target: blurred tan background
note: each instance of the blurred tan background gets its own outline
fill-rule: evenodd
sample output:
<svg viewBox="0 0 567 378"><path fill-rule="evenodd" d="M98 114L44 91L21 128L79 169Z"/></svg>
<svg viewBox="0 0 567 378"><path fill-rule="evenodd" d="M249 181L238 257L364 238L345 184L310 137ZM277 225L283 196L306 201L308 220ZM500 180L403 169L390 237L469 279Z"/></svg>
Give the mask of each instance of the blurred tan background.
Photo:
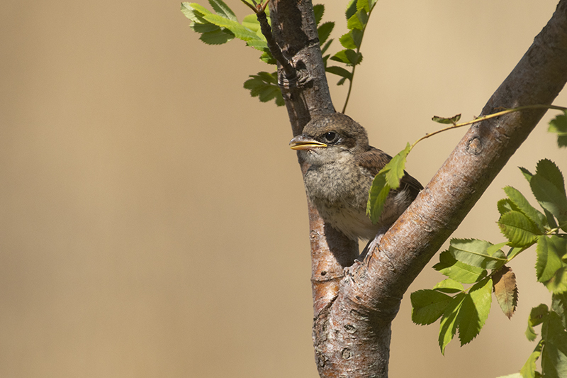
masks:
<svg viewBox="0 0 567 378"><path fill-rule="evenodd" d="M346 1L330 3L324 20L339 21L337 38ZM556 4L381 0L347 113L391 153L437 129L433 115L471 118ZM317 377L305 199L287 114L242 89L271 67L240 41L204 45L189 24L178 1L3 1L0 377ZM546 129L454 236L503 240L501 188L529 191L518 165L549 157L567 170ZM408 170L427 183L464 131L420 145ZM410 291L442 278L430 268L437 260ZM527 313L550 300L534 264L532 252L512 265L512 320L493 304L481 335L462 348L454 340L445 357L438 323L411 323L408 292L391 376L517 371L534 347L523 335Z"/></svg>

• [Instructions for the task]:
Write out every entry again word for word, without any of the pictures.

• [Solution for this task]:
target: blurred tan background
note: each instance of the blurred tan background gets its own outline
fill-rule: evenodd
sample output:
<svg viewBox="0 0 567 378"><path fill-rule="evenodd" d="M98 114L44 91L21 128L79 169Z"/></svg>
<svg viewBox="0 0 567 378"><path fill-rule="evenodd" d="M249 181L238 257L364 238L345 184L310 137ZM277 225L283 196L306 201L308 220ZM500 180L403 169L390 237L469 279Z"/></svg>
Give the mask of each instance of the blurred tan background.
Photo:
masks:
<svg viewBox="0 0 567 378"><path fill-rule="evenodd" d="M346 1L330 3L324 20L339 21L337 38ZM556 4L381 0L347 113L391 153L437 129L433 115L471 118ZM317 377L305 199L287 114L242 89L271 67L240 41L204 45L189 24L178 1L3 1L0 377ZM546 129L454 236L503 240L501 188L529 191L518 165L549 157L567 170ZM408 170L427 183L464 131L420 145ZM410 291L442 278L430 268L437 260ZM527 313L550 300L534 264L532 252L512 265L512 320L493 304L481 335L462 348L454 340L445 357L438 323L411 323L408 292L391 376L517 371L534 347L523 335Z"/></svg>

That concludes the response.